◆ **PROBLEM TO WORK ON**: Format every line of the items below as a JSON list of strings, one string per line, with blank lines omitted. Leave the picture lines out of the list.

Part of a data file
****************

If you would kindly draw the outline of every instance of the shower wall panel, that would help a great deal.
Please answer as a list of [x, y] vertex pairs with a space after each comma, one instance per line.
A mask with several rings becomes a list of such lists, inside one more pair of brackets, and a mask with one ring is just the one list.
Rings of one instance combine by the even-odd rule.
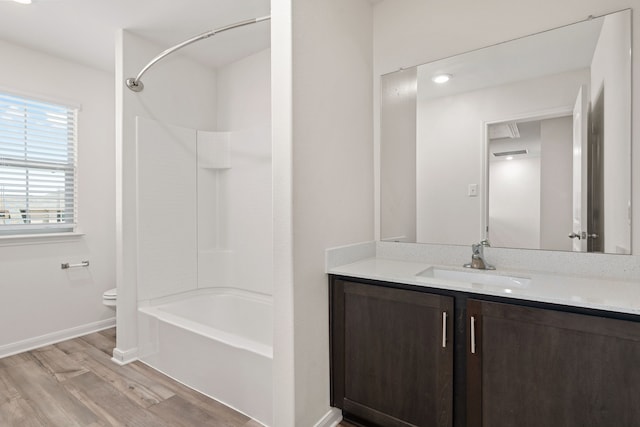
[[138, 298], [197, 287], [196, 131], [136, 118]]

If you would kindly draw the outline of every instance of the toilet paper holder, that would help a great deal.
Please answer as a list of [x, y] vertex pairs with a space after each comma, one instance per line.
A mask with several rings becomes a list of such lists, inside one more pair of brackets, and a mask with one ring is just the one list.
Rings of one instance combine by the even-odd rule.
[[60, 268], [66, 270], [68, 268], [89, 267], [89, 261], [82, 261], [80, 264], [69, 264], [68, 262], [60, 264]]

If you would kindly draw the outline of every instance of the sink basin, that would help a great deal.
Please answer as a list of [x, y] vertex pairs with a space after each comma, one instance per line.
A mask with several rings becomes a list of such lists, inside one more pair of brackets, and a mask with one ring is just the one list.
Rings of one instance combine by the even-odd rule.
[[455, 282], [473, 283], [478, 285], [503, 286], [506, 288], [526, 288], [531, 279], [526, 277], [503, 276], [487, 270], [448, 270], [445, 268], [429, 267], [416, 274], [418, 278], [434, 278], [452, 280]]

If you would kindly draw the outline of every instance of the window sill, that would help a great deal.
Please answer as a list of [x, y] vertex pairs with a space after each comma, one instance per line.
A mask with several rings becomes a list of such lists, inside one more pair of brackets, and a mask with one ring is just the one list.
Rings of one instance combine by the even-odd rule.
[[79, 240], [84, 233], [48, 233], [48, 234], [16, 234], [14, 236], [0, 236], [0, 247], [18, 245], [42, 245], [48, 243], [66, 243]]

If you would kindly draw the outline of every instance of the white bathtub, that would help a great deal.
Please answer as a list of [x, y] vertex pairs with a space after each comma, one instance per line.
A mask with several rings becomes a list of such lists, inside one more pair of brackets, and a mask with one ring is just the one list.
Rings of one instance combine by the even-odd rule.
[[264, 425], [272, 424], [273, 304], [204, 289], [141, 304], [140, 360]]

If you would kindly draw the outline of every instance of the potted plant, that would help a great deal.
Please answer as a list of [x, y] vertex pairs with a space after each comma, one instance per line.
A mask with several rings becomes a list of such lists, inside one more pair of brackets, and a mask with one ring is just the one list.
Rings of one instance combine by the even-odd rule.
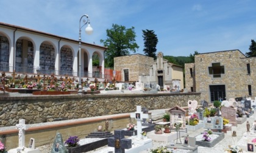
[[170, 115], [168, 113], [165, 113], [163, 115], [163, 121], [170, 121]]
[[155, 126], [155, 134], [163, 134], [163, 125], [157, 124]]
[[170, 128], [169, 128], [169, 126], [168, 126], [168, 125], [165, 126], [165, 131], [163, 131], [163, 132], [165, 132], [165, 133], [171, 133], [171, 130], [170, 130]]

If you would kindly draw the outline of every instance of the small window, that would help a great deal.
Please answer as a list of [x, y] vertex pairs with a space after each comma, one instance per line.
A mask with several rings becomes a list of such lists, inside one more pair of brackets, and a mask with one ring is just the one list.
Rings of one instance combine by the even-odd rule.
[[247, 73], [251, 74], [251, 68], [250, 68], [250, 64], [247, 64]]
[[221, 63], [212, 64], [212, 67], [208, 67], [209, 74], [212, 75], [213, 78], [221, 78], [221, 74], [225, 73], [224, 66], [221, 66]]
[[249, 92], [249, 95], [251, 96], [252, 95], [252, 86], [251, 85], [248, 85], [248, 92]]
[[190, 68], [190, 76], [193, 77], [193, 69], [192, 69], [192, 68]]

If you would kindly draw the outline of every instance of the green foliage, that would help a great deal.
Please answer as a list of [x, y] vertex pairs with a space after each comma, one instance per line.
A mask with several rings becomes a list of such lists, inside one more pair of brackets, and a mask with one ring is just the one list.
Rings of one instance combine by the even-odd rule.
[[213, 106], [216, 108], [219, 107], [221, 106], [221, 102], [219, 101], [216, 100], [213, 102]]
[[106, 67], [114, 66], [114, 58], [129, 55], [130, 52], [135, 53], [139, 48], [133, 27], [126, 29], [113, 24], [112, 29], [107, 29], [107, 37], [105, 40], [101, 39], [101, 43], [108, 48], [104, 55]]
[[256, 42], [254, 39], [251, 39], [252, 44], [250, 45], [249, 50], [251, 52], [246, 52], [246, 55], [247, 57], [255, 57], [256, 56]]
[[157, 124], [156, 126], [155, 126], [155, 131], [161, 131], [163, 127], [163, 125]]
[[143, 32], [144, 49], [143, 52], [146, 56], [157, 58], [155, 52], [157, 52], [157, 44], [158, 42], [157, 35], [154, 33], [154, 30], [142, 30]]
[[170, 121], [170, 115], [168, 113], [165, 113], [163, 115], [163, 118], [165, 118], [166, 120], [166, 121]]

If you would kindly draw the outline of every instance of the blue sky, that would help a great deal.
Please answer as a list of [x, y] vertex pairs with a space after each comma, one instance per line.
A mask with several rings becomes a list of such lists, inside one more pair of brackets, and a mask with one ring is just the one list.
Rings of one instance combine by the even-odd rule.
[[0, 22], [78, 39], [80, 18], [89, 15], [93, 33], [82, 40], [100, 43], [112, 24], [135, 27], [137, 53], [144, 54], [142, 30], [152, 30], [157, 52], [189, 56], [239, 49], [256, 41], [254, 0], [8, 0], [0, 1]]

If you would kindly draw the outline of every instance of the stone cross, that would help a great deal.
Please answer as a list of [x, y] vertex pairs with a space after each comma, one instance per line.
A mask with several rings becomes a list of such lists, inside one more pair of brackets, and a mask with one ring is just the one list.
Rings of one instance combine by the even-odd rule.
[[132, 140], [124, 138], [124, 131], [117, 129], [115, 131], [114, 137], [107, 140], [108, 146], [115, 147], [115, 153], [124, 153], [125, 149], [132, 148]]
[[141, 112], [141, 106], [137, 106], [137, 110], [135, 113], [132, 113], [130, 115], [131, 118], [135, 118], [137, 120], [137, 138], [141, 138], [142, 126], [141, 121], [143, 118], [148, 118], [149, 115], [148, 114], [143, 114]]
[[17, 75], [17, 74], [15, 74], [15, 70], [13, 70], [13, 72], [12, 72], [12, 78], [13, 78], [13, 80], [12, 80], [12, 84], [13, 85], [15, 85], [15, 75]]
[[25, 124], [24, 119], [20, 119], [16, 127], [19, 130], [19, 148], [22, 148], [25, 146], [25, 130], [29, 129], [29, 125]]

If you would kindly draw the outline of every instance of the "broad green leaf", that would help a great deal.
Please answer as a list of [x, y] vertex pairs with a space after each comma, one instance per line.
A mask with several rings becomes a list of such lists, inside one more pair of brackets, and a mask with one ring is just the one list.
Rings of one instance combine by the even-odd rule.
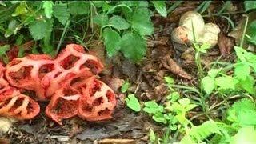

****************

◆ **WRITTEN RESPONSE**:
[
  "If you would kindly draw the outline of every instance of the shower wall panel, that would help a great deal.",
  "Please answer as a list of [x, y] vertex pairs with a space after each comma, one instance per line.",
  "A mask with several rings becomes a list of such lists, inside one more pair of brackets, and a mask with one ring is just the one list.",
  "Rings of one instance combine by the even-odd rule.",
  "[[138, 298], [197, 287], [196, 131], [136, 118]]",
  "If you would kindly draw the outline of every instance of the toilet paper holder, that would help a great deal.",
  "Please answer as a list of [x, y] vertex pairs with a space after each comma, one instance per line.",
  "A mask with several rings becomes a list of such lists, inside one more pair of brackets, and a mask with one ring is just the one list.",
  "Rings of one instance combine by the even-odd rule.",
  "[[60, 268], [66, 270], [68, 268], [89, 267], [89, 261], [82, 261], [80, 264], [69, 264], [68, 262], [60, 264]]",
  "If you would kindly draw the outline of every instance of the sink basin, that would help a great deal.",
  "Please answer as a list of [x, y] vertex pairs with a space after each comma, one instance per line.",
  "A mask with several rings becomes a list of such lists, inside one more pair of brackets, and a mask with one ring is just the one list.",
  "Rings of one instance combine by the even-odd rule.",
  "[[455, 282], [473, 283], [478, 285], [503, 286], [506, 288], [526, 288], [531, 279], [526, 277], [503, 276], [487, 270], [448, 270], [445, 268], [429, 267], [416, 274], [418, 278], [434, 278], [452, 280]]",
  "If you would kindly draw the outline of every instance of the window sill, that would help a great deal.",
  "Please answer as a list of [x, y] vertex pairs with a space after each comma, one instance per line.",
  "A mask with several rings becomes a list of such lists, inside one more pair of brackets, and a mask with one ring is just the one list.",
  "Rings of one instance combine by the even-odd rule.",
  "[[79, 240], [84, 233], [48, 233], [48, 234], [16, 234], [14, 236], [0, 236], [0, 247], [18, 245], [42, 245], [48, 243], [66, 243]]",
  "If you would kindly draw the outline of every instance of the white bathtub, that would help a great deal.",
  "Please answer as a list of [x, y] vertex pairs with a space after each comma, one instance per line.",
  "A mask with several rings becomes a list of such lists, inside one more pair of brackets, and a mask with one ring is just the one list.",
  "Rings of one instance combine by the even-odd rule.",
  "[[264, 425], [272, 424], [273, 304], [204, 289], [141, 304], [140, 360]]",
  "If you would kindly draw the outline of every instance of the potted plant, that would help a great deal.",
  "Please answer as a list of [x, y] vertex pairs with a space after each comma, one instance per line.",
  "A mask with several rings becomes a list of such lists, inside one more pair of brackets, and a mask with one ring is just the one list.",
  "Rings of one instance combine by the even-odd rule.",
  "[[170, 115], [168, 113], [165, 113], [163, 115], [163, 121], [170, 121]]",
  "[[155, 126], [155, 134], [163, 134], [163, 125], [157, 124]]",
  "[[170, 128], [169, 128], [169, 126], [168, 126], [168, 125], [165, 126], [165, 131], [163, 131], [163, 132], [165, 132], [165, 133], [171, 133], [171, 130], [170, 130]]",
  "If you would kindly draw the outline of every instance of the small window, that would help a great deal.",
  "Please answer as a list of [x, y] vertex pairs with a space after each comma, one instance per line.",
  "A mask with several rings becomes a list of such lists, inside one more pair of brackets, and a mask with one ring is just the one list.",
  "Rings of one instance combine by the even-odd rule.",
  "[[247, 73], [251, 74], [251, 68], [250, 68], [250, 64], [247, 64]]",
  "[[221, 63], [212, 64], [212, 67], [208, 67], [209, 74], [212, 75], [213, 78], [221, 78], [221, 74], [225, 73], [224, 66], [221, 66]]",
  "[[249, 92], [249, 95], [251, 96], [252, 95], [252, 86], [251, 85], [248, 85], [248, 92]]",
  "[[190, 68], [190, 76], [193, 77], [193, 69], [192, 69], [192, 68]]",
  "If you would kindly draw the outline of every instance of the green foliage, that would help a great deal.",
  "Please answer as a list of [x, y] vertex pairs with a space after each comma, one instance per line.",
  "A mask with several rings becomes a list of such lists, inside one more pair of brackets, and a mask with one ring is just the one list.",
  "Rings of one instance combine by the even-odd rule.",
  "[[213, 106], [216, 108], [219, 107], [221, 106], [221, 102], [219, 101], [216, 100], [213, 102]]",
  "[[106, 67], [114, 66], [114, 58], [129, 55], [130, 52], [135, 53], [139, 48], [133, 27], [126, 29], [113, 24], [112, 29], [107, 29], [107, 37], [105, 40], [101, 39], [101, 43], [108, 48], [104, 55]]",
  "[[256, 42], [254, 39], [251, 39], [252, 44], [250, 45], [249, 50], [251, 52], [246, 52], [246, 55], [247, 57], [255, 57], [256, 56]]",
  "[[157, 124], [156, 126], [155, 126], [155, 131], [161, 131], [163, 127], [163, 125]]",
  "[[143, 32], [144, 49], [143, 52], [146, 56], [157, 58], [155, 52], [157, 52], [157, 44], [158, 42], [157, 35], [154, 33], [154, 30], [142, 30]]",
  "[[170, 121], [170, 115], [168, 113], [165, 113], [163, 115], [163, 118], [165, 118], [166, 120], [166, 121]]",
  "If you would kindly draw the outline of every instance of the blue sky, that would help a great deal.",
  "Please answer as a list of [x, y] vertex pairs with a space after each comma, one instance per line.",
  "A mask with several rings becomes a list of such lists, inside one more pair of brackets, and a mask with one ring is just the one list.",
  "Rings of one instance combine by the even-odd rule.",
  "[[0, 22], [78, 39], [80, 18], [89, 15], [93, 33], [82, 40], [100, 43], [112, 24], [135, 27], [137, 53], [144, 54], [142, 30], [152, 30], [157, 52], [189, 56], [239, 49], [256, 41], [254, 0], [8, 0], [0, 1]]",
  "If you would kindly draw the outline of every instance of the stone cross, that would help a great deal.",
  "Please answer as a list of [x, y] vertex pairs with a space after each comma, one instance per line.",
  "A mask with several rings becomes a list of such lists, inside one more pair of brackets, and a mask with one ring is just the one list.",
  "Rings of one instance combine by the even-odd rule.",
  "[[132, 140], [124, 138], [124, 131], [117, 129], [115, 131], [114, 137], [107, 140], [108, 146], [115, 147], [115, 153], [124, 153], [125, 149], [132, 148]]",
  "[[141, 112], [141, 106], [137, 106], [137, 110], [135, 113], [132, 113], [130, 115], [131, 118], [135, 118], [137, 120], [137, 138], [141, 138], [142, 126], [141, 121], [143, 118], [148, 118], [149, 115], [148, 114], [143, 114]]",
  "[[17, 75], [17, 74], [15, 74], [15, 70], [13, 70], [13, 72], [12, 72], [12, 78], [13, 78], [13, 80], [12, 80], [12, 84], [13, 85], [15, 85], [15, 75]]",
  "[[25, 124], [24, 119], [20, 119], [16, 127], [19, 130], [19, 148], [22, 148], [25, 146], [25, 130], [29, 129], [29, 125]]",
  "If you would kindly draw the outline of every instance of the \"broad green leaf\", that would help a great deal.",
  "Please answer as a list of [x, y] vertex pairs with a space after each comma, one instance per line.",
  "A mask with several rings becomes a list of such lists, inside one more pair of brackets, and a mask with one ring is just the one list.",
  "Rings of one instance combine by the even-odd rule."
]